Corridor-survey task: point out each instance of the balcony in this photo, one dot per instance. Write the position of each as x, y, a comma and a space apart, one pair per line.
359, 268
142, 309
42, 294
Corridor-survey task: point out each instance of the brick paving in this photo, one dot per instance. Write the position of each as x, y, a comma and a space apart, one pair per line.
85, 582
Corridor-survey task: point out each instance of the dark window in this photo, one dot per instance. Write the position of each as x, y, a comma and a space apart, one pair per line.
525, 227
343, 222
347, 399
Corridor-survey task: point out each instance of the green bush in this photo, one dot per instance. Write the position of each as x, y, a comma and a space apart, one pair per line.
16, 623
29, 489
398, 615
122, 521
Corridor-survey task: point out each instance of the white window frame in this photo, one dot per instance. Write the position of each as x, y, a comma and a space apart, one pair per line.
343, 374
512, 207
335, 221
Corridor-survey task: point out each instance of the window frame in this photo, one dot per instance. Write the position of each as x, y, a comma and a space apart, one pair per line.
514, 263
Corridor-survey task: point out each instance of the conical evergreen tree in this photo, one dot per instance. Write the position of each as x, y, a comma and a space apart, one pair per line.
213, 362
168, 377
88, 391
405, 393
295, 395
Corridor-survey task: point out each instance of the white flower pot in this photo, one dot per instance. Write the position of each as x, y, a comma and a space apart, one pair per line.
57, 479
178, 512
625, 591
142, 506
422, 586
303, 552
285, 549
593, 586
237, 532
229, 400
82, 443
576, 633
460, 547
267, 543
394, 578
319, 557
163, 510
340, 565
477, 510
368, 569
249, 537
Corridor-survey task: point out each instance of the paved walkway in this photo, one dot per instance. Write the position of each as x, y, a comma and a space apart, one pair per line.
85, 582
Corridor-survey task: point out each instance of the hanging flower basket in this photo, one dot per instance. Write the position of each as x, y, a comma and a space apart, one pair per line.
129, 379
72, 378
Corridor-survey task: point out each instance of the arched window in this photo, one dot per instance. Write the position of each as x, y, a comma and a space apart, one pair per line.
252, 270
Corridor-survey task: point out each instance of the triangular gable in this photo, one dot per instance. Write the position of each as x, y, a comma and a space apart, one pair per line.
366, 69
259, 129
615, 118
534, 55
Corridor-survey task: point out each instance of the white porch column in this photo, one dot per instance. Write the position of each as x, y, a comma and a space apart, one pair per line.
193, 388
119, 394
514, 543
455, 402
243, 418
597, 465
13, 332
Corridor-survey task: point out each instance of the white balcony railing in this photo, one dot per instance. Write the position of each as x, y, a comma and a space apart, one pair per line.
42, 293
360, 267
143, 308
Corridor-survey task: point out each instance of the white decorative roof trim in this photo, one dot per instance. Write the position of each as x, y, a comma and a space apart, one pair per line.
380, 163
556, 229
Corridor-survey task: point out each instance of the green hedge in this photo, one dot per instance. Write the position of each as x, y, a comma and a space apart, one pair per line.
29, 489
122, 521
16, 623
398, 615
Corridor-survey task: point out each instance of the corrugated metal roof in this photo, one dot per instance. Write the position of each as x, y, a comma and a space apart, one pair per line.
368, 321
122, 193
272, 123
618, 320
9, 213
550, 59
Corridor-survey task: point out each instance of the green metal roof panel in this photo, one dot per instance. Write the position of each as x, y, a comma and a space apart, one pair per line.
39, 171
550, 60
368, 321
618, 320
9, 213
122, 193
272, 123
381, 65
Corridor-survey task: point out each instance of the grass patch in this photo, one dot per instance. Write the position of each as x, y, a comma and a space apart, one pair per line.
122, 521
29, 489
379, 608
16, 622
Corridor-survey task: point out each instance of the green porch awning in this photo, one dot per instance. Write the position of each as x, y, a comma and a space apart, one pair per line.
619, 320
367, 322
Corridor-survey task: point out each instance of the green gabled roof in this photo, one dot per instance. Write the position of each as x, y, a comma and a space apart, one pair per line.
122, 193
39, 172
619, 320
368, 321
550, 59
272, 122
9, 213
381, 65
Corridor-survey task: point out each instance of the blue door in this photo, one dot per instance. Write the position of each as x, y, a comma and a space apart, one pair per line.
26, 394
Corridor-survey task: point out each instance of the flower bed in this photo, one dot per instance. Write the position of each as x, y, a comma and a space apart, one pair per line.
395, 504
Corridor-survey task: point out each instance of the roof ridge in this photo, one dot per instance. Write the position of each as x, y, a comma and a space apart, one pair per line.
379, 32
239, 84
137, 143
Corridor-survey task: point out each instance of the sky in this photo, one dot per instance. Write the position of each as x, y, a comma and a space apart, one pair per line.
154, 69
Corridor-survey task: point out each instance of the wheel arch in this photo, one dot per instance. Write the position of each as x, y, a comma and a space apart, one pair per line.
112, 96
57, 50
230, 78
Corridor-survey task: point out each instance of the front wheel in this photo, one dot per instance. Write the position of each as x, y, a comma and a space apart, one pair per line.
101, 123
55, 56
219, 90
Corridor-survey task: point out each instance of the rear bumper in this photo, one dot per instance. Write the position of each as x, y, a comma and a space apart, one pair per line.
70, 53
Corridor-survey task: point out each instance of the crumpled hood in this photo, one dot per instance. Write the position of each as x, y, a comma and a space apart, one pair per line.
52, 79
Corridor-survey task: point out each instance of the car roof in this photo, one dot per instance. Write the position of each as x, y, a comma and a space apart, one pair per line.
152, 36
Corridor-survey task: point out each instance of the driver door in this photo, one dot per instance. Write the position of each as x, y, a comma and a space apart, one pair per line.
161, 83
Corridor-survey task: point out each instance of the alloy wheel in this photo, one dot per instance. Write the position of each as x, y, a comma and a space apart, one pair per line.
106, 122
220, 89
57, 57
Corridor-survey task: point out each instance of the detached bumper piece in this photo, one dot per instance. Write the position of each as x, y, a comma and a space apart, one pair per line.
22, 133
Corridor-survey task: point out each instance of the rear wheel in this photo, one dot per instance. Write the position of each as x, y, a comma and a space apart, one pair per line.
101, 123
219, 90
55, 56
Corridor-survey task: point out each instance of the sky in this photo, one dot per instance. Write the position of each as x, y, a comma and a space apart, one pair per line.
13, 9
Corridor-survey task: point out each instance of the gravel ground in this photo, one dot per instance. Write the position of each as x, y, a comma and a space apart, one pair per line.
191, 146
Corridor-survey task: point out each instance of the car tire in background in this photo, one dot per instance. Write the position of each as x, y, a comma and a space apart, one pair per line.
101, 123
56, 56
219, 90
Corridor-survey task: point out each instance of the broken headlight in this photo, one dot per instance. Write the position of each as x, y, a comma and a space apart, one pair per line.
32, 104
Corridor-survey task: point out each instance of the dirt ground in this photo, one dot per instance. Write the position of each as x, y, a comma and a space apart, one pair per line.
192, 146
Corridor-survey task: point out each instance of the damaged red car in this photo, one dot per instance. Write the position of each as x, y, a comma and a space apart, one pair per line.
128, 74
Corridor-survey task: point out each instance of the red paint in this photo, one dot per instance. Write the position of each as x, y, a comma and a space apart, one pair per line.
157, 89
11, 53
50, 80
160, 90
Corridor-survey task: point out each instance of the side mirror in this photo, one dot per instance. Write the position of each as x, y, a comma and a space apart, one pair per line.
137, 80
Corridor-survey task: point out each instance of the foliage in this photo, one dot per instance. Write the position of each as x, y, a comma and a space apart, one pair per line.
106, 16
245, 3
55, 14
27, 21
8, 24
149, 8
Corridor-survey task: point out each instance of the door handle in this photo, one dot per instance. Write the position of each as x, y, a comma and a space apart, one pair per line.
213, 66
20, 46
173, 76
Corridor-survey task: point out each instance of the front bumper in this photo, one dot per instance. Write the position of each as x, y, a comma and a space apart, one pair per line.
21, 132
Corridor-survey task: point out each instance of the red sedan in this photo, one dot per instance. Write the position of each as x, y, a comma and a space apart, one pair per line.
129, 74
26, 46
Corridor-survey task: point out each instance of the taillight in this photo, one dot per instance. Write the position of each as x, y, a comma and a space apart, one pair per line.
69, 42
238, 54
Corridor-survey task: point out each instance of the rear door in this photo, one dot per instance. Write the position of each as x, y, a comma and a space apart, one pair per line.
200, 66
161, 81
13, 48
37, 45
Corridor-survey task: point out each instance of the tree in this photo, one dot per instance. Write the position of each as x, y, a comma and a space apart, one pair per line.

☆ ☆ ☆ ☆ ☆ ☆ ☆

- TASK REQUIREMENTS -
Retype word for word the lines running from the line containing "Corridor-survey task: point out each instance of the taillight" to the end of the listing, and only those.

- RESPONSE FOR THIS EXERCISE -
Corridor-survey task: point out each instance of the taillight in this photo, one dot per instance. Write the position of each as x, y, a comma and a space apart, one pair per line.
69, 42
238, 54
Corridor-survey task: point out each instance of the rear door in this photo, one dot per instance. Write the position of each as x, y, a comma and a space apart, one pair per line.
200, 66
161, 81
13, 48
37, 45
Corridor-survey task: point out each instance of the tree in this photo, one dot per instance. Write the position of each as x, y, a comma and a space apart, one pair per line.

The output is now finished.